-- Problem to work on --
Please give back the listing below in full. Change nothing.

-- Material provided --
********************
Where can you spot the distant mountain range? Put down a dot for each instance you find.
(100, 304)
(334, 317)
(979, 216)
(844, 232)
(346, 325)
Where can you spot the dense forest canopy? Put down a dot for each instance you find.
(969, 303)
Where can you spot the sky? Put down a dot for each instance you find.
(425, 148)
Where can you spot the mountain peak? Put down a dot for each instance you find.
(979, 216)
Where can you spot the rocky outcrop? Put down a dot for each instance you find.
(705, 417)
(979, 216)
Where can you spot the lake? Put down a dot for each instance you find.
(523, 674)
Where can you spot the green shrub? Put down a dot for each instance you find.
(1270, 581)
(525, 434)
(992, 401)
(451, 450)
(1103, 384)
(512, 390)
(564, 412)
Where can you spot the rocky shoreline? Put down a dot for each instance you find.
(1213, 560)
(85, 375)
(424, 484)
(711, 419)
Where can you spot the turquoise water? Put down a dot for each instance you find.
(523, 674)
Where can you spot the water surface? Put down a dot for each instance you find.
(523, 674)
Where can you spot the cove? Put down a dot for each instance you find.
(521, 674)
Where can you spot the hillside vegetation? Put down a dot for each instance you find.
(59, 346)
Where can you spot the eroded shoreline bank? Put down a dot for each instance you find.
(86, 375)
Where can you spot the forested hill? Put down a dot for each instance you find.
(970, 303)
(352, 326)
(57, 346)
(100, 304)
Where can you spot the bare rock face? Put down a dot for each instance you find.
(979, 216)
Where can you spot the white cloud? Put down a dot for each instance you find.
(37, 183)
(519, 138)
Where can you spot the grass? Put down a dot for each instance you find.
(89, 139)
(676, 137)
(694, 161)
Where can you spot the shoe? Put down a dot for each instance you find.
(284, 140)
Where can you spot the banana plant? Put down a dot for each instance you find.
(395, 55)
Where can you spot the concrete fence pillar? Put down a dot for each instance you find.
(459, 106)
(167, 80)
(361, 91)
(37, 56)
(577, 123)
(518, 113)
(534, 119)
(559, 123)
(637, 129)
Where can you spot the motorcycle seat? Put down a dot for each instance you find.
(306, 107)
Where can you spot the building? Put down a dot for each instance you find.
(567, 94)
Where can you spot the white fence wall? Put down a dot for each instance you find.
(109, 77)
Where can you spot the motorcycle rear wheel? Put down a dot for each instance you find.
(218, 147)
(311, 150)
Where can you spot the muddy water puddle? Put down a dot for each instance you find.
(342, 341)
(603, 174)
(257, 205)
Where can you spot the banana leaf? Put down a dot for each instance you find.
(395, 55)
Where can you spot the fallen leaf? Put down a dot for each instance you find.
********************
-- Solution --
Where can you spot the distant mountain range? Put down a dot for each instance you find.
(100, 304)
(334, 317)
(979, 216)
(844, 232)
(346, 325)
Where can you spot the dense forest canopy? Put down a dot for each instance you find.
(969, 303)
Where can you spot the sky? Put down a dot for each instance you find.
(425, 148)
Where can you spot the mountain peak? Put down a dot for each instance you find.
(979, 216)
Where can you spot the rocky outcrop? Put down a dot for each instance you find.
(705, 417)
(979, 216)
Where can you spot the lake? Put down a dot for each instance you find.
(523, 674)
Where can you spot the green shrub? Put down a dot for each instance you find.
(1270, 581)
(525, 434)
(992, 401)
(451, 450)
(1103, 384)
(512, 390)
(564, 412)
Where can you spot the rocky shoreline? Put down a dot for each instance you find.
(1213, 560)
(85, 375)
(424, 484)
(711, 419)
Where can you spot the turquoise water? Put down a dot for each instance you find.
(523, 674)
Where can you spot the water surface? Put down a dot for each instance you find.
(523, 674)
Where can you spot the cove? Put down a dot for each instance you find.
(521, 674)
Where can you spot the hillside vegetation? Put down a dot for each instance you find.
(59, 346)
Where can you spot the eroded shoreline bank? Put down a dot for each instance you find.
(86, 375)
Where can you spot the forested hill? Put down a dot for each instance you find.
(970, 303)
(352, 326)
(57, 346)
(100, 304)
Where can you spot the bare rock face? Put down a dot for each instance you find.
(979, 216)
Where can you spot the white cloud? Put down a dot for each instance you find.
(37, 183)
(519, 138)
Where can you spot the grass? Put down a dot for each instance you find.
(89, 139)
(676, 137)
(694, 161)
Where can you spot the shoe? Put down a dot for each instance you find.
(284, 140)
Where can you spot the banana plant? Put down a dot for each instance you find.
(395, 55)
Where can you spot the concrete fence pillar? Put down a dot for each instance you find.
(459, 106)
(167, 80)
(361, 91)
(37, 56)
(577, 123)
(518, 113)
(534, 119)
(559, 123)
(637, 129)
Where can you spot the motorcycle seat? Put down a dot for each instance you find.
(306, 107)
Where can you spot the building? Put down a dot for each instance you find.
(567, 94)
Where can you spot the white fence wall? Put down a dot for each instance you find.
(109, 77)
Where can you spot the motorcycle rear wheel? Put down a dot for each instance you find.
(218, 147)
(311, 150)
Where can you spot the muddy water puddle? Put down a dot for each instance you find.
(342, 341)
(603, 174)
(257, 205)
Where can you spot the banana leaf? Put down a dot for each instance you find.
(395, 55)
Where can you spot the fallen leaf? Put down a dot for each instance you find.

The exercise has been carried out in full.